++++ STUDY MATERIAL

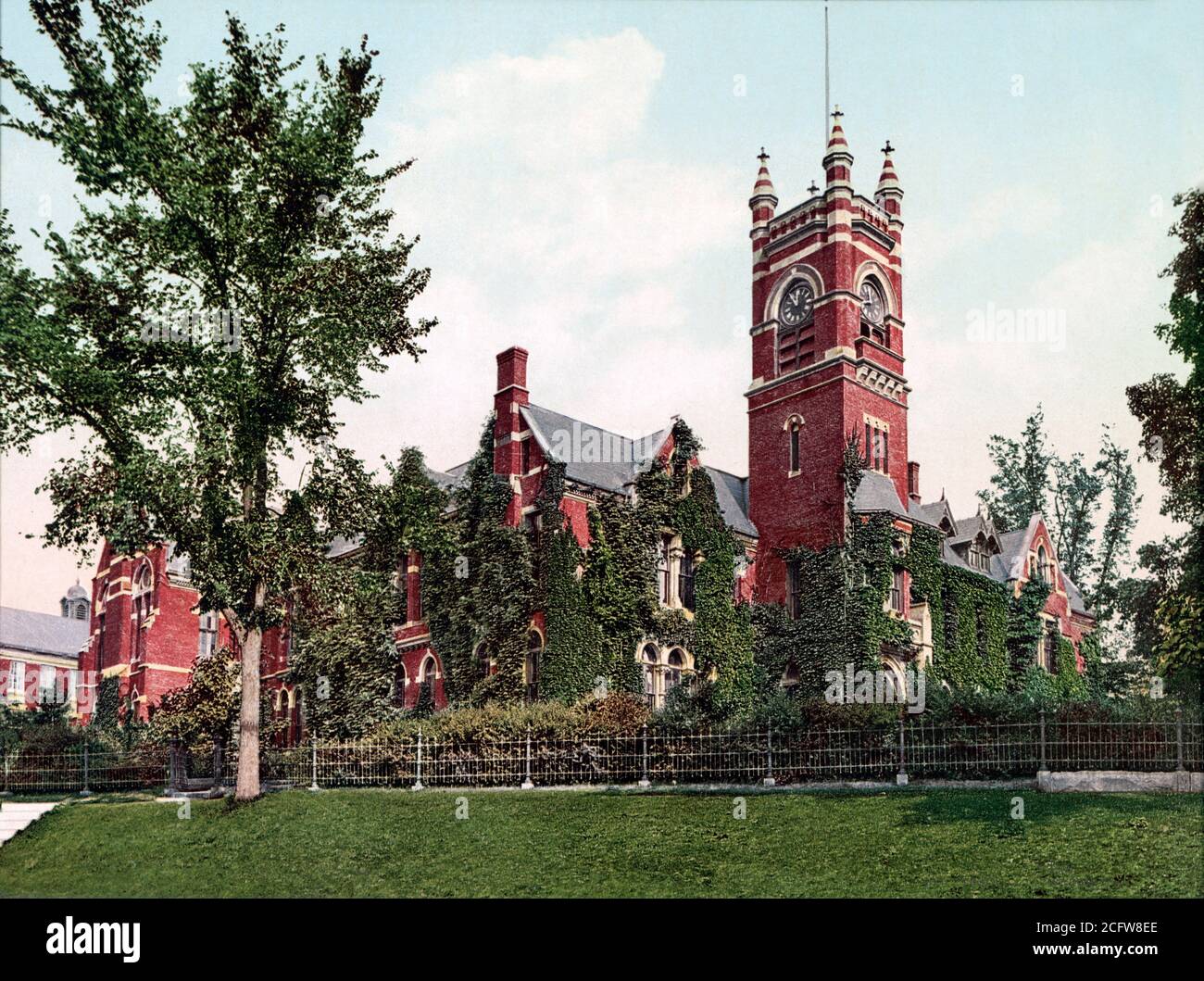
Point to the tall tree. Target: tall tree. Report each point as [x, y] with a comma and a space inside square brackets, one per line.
[1172, 437]
[1116, 478]
[249, 208]
[1022, 479]
[1075, 503]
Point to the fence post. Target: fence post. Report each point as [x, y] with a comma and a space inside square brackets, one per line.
[418, 783]
[901, 776]
[218, 763]
[1179, 740]
[84, 791]
[643, 780]
[529, 784]
[1044, 763]
[173, 766]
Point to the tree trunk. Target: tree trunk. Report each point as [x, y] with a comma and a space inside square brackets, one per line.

++++++++

WHAT NEEDS TO BE DONE: All entries above, minus the pictures, should be repeated exactly.

ANSWER TO THE PROBLEM:
Point to the tall tree. Target: tall tree. Report each point as [x, y] with a comma and a space inside square brackets, one per line.
[1172, 437]
[1116, 478]
[249, 208]
[1022, 479]
[1075, 503]
Point to the fence post. Target: fence post. Report each point as [x, y] with a comma and a space inside square brackets, one per line.
[418, 783]
[901, 776]
[218, 763]
[1179, 740]
[84, 791]
[643, 780]
[529, 784]
[1044, 763]
[173, 766]
Point to the tree trunk. Target: tree trunk. Report each point as [x, y] with a comma and a space inside square brackets, one per line.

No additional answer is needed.